** START TEXT SEGMENT **
Special Issue Information

Dear Colleagues,

Multi-temporal optical remote sensing change detection analyzes images from different time periods, overcoming radiometric and geometric differences to extract effective surface change information. Its scientific significance and practical value make it irreplaceable for disaster assessment and the dynamic monitoring of urban planning and environmental evolution. The core challenge lies in achieving precise registration, efficient fusion, and distinguishing real changes from false alarms in order to extract useful surface change information.

This Special Issue aims to collect the latest breakthroughs in research on deep learning for the analysis of high-resolution remote sensing images, focusing on the three core tasks: registration, fusion, and change detection. It will promote the development of a new generation of intelligent processing algorithms that can address the challenges posed by massive, multi-source, and heterogeneous remote sensing data. The goal is to enhance the automation and intelligent interpretation capabilities of Earth observation systems and provide precise decision-making support for resource monitoring, urban planning, and sustainable development.
** END TEXT SEGMENT **
** START DATASET EXCERPTS **
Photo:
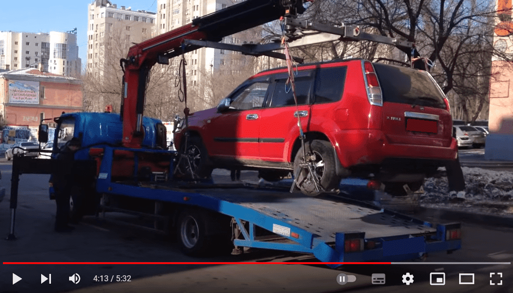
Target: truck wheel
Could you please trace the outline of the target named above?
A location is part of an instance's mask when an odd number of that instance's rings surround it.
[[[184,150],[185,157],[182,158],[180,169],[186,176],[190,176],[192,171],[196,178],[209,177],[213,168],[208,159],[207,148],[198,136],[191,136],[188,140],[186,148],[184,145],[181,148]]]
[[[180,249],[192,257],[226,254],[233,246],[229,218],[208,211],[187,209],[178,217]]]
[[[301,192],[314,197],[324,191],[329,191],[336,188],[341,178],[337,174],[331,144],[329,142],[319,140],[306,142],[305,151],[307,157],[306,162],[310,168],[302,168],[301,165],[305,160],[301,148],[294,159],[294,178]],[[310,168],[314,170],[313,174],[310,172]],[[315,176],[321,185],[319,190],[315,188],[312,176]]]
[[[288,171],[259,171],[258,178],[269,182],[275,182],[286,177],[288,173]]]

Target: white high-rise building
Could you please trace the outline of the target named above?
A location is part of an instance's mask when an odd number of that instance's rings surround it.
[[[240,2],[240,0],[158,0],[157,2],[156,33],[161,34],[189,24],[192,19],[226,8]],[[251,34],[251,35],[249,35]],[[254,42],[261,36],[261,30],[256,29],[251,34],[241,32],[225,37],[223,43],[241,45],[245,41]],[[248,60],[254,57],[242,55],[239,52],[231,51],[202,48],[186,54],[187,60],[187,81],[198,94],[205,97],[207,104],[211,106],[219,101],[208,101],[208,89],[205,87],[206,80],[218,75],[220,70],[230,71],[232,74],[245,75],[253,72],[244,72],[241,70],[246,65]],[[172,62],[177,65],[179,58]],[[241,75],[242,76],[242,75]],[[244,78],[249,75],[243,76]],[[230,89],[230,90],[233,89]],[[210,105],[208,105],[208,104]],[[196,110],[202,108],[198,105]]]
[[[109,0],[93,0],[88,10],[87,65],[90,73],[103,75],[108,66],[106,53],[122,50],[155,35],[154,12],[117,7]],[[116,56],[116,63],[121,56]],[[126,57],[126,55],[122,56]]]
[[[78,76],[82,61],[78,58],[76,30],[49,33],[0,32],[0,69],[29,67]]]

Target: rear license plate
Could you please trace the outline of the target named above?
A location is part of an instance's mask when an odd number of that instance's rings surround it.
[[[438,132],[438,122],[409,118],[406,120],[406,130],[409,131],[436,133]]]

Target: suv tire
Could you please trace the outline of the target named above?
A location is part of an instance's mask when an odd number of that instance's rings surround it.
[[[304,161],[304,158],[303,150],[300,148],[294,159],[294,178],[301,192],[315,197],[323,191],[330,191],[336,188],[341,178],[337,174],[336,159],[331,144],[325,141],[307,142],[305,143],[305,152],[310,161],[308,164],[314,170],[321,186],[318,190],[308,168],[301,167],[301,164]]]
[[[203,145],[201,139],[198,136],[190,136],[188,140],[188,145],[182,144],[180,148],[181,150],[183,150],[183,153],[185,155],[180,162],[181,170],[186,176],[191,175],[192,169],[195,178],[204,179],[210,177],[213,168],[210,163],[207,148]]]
** END DATASET EXCERPTS **
** START DATASET EXCERPTS **
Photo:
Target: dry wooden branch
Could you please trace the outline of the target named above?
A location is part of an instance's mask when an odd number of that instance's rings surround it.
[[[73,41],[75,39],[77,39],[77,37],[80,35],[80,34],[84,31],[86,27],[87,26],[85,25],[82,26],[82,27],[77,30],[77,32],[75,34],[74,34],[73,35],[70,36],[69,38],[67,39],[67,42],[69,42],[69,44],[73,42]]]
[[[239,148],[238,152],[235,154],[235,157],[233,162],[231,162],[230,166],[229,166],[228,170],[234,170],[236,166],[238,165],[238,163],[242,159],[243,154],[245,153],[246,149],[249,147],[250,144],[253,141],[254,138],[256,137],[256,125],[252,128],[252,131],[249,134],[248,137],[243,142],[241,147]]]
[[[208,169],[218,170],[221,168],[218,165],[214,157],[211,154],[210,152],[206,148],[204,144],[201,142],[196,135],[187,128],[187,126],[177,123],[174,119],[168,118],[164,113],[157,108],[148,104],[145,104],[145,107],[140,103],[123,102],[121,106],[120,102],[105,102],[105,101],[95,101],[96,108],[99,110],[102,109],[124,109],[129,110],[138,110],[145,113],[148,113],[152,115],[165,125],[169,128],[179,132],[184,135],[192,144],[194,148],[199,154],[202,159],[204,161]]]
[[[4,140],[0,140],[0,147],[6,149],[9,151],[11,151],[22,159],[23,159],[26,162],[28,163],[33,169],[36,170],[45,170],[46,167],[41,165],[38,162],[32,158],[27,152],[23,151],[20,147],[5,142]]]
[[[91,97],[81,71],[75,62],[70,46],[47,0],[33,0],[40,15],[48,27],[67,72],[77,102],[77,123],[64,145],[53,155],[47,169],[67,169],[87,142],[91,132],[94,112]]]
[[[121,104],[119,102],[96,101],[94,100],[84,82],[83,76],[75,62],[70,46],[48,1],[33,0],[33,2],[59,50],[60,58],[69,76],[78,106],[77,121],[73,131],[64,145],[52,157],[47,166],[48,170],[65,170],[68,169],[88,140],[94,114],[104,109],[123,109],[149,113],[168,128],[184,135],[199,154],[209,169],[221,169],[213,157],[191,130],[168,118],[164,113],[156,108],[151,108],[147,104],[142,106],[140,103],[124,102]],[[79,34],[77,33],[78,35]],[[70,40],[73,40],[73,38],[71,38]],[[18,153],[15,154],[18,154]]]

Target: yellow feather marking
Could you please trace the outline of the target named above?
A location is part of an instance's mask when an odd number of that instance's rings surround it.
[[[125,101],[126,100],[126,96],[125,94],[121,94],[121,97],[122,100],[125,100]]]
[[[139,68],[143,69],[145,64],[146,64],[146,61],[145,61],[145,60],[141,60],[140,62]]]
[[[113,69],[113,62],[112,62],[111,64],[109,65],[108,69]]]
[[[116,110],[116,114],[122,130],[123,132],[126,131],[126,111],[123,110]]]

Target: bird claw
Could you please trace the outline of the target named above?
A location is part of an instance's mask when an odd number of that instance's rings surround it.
** END DATASET EXCERPTS **
● **INSTRUCTION 1**: List the three core tasks named in the special issue description above.
● **INSTRUCTION 2**: Write the next part of the special issue description, picking up after its last sentence.

● **WRITTEN ANSWER 1**: Registration, fusion, and change detection.

● **WRITTEN ANSWER 2**:
This Special Issue welcomes original research and reviews on topics including, but not limited to, the following:

  1. Image Registration: Deep learning-based feature extraction and matching, non-rigid registration, cross-modal/cross-temporal image registration, unsupervised and weakly supervised registration.
  2. Image Fusion: Pansharpening, multi-modal fusion (e.g., optical-SAR), spatio-temporal fusion, fusion techniques based on generative models.
  3. Change Detection: Deep networks based on difference feature mining, direct comparison, or decision-level fusion; generalizable models addressing seasonal and illumination variations; few-shot and weakly supervised change detection; 3D change analysis.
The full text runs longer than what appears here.